--- start of SUPPLIED PASSAGE ---
A mother appeals the termination of her parental rights. AFFIRMED.
Britt Gagne of Gagne Law Office, Des Moines, for appellant mother.
Brenna Bird, Attorney General, and Mackenzie Moran, Assistant Attorney
General, for appellee State.
Shireen L. Carter of Juvenile Public Defender, Des Moines, attorney and
guardian ad litem for minor child.
Considered by Greer, P.J., and Ahlers and Buller, JJ. 2
BULLER, Judge.
An incarcerated mother appeals the termination of her parental rights to
K.P. (born 2019). About a year after K.P. was born, the mother left K.P. with
paternal grandparents before she was jailed in a pending criminal case. In total,
the mother’s criminal history included convictions for drug offenses, misdemeanor
theft, fleeing custody, and the probation violation that led to her prison sentence.
The Iowa Department of Health and Human Services (HHS) became
involved in 2022, while the mother was in a work-release facility. The mother
agreed to a safety plan by which K.P. would stay with the paternal grandparents,
but the grandfather’s drug use later led to formal removal. By the time of the formal
removal, the mother had absconded from work release, relapsed on
methamphetamine, and was evading an arrest warrant. K.P. was eventually
adjudicated a child in need of assistance and placed in foster care. By the time of
the disposition hearing, the mother was in jail. And by the review hearing, she was
in prison—where she remained as of the termination trial, with a release date well
past the permanency guidelines.
--- end of SUPPLIED PASSAGE ---
• _STATED GOAL_:
According to the court opinion, where was K.P. placed after being adjudicated a child in need of assistance? Please answer briefly. The listing comes from a separate source.
--- start of DATASET ENTRIES ---
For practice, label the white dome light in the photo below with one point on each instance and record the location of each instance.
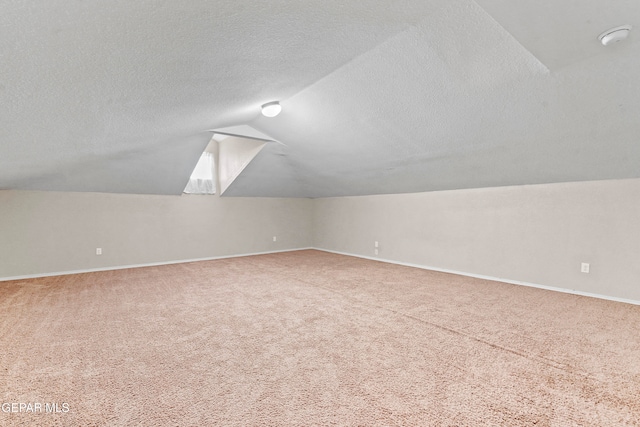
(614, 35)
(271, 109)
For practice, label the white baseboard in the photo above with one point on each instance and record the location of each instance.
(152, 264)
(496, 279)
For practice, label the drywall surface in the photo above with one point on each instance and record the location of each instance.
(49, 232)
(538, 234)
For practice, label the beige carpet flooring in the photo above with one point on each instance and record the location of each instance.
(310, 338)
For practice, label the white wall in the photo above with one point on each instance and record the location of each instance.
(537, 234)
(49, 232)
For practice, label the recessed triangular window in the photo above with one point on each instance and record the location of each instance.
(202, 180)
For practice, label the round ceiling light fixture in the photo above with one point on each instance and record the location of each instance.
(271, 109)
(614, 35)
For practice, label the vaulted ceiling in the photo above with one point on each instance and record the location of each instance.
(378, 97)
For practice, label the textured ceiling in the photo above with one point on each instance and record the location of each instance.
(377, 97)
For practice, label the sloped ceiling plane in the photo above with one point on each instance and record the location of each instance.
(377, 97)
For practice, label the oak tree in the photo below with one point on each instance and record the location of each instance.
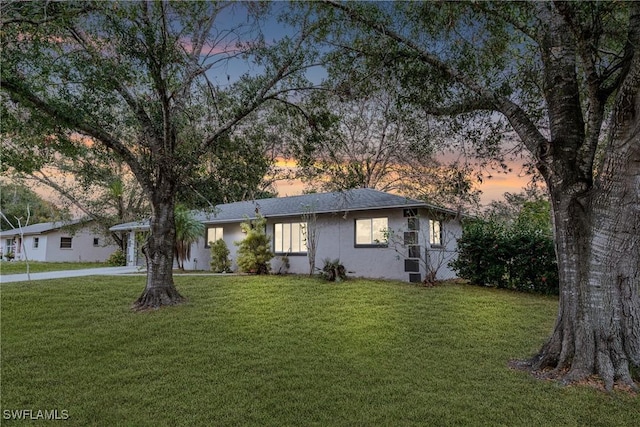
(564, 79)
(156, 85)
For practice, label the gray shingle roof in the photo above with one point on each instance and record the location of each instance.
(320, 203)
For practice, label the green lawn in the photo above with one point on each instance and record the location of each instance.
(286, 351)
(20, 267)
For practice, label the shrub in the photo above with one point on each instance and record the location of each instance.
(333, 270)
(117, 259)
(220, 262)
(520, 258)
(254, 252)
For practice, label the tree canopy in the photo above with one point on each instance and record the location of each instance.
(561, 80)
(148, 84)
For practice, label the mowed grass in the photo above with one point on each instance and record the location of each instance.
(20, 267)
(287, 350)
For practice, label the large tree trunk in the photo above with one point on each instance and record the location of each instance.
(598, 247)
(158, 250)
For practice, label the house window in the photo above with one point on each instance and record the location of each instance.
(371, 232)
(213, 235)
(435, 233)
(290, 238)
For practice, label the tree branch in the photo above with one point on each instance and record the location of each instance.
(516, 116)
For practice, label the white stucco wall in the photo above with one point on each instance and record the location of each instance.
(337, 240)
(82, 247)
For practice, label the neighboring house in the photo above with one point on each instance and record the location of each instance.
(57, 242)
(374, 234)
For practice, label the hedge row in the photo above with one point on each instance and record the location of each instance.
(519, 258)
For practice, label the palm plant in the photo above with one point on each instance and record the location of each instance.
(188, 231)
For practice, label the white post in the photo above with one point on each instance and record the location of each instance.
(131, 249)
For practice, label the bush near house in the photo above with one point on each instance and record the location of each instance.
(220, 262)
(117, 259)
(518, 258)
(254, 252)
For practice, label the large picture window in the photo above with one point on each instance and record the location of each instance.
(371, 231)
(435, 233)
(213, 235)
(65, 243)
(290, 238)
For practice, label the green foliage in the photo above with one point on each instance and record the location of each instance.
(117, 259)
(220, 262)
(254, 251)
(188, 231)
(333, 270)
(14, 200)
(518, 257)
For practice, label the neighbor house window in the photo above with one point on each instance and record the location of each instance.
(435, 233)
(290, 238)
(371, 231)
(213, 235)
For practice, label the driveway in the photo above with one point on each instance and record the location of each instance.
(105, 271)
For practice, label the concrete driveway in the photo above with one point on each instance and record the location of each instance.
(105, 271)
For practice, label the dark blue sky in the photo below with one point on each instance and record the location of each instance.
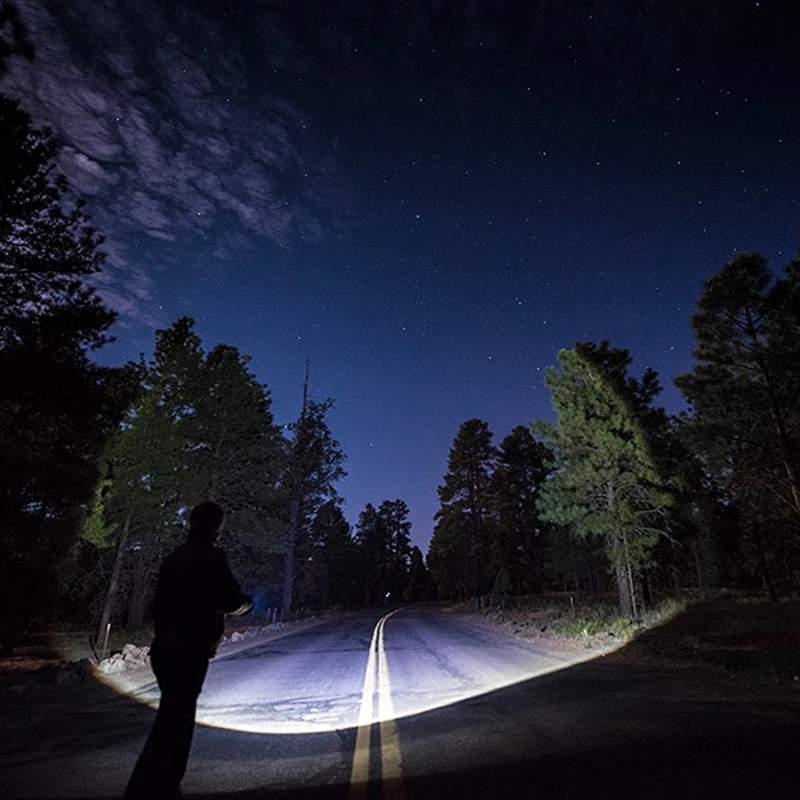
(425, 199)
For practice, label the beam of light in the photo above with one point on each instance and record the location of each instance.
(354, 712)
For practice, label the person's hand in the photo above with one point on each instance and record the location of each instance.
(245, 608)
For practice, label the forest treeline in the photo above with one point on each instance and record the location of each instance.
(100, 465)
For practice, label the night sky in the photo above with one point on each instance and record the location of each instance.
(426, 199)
--- end of DATASET ENTRIES ---
• _TASK SOLUTION_:
In foster care.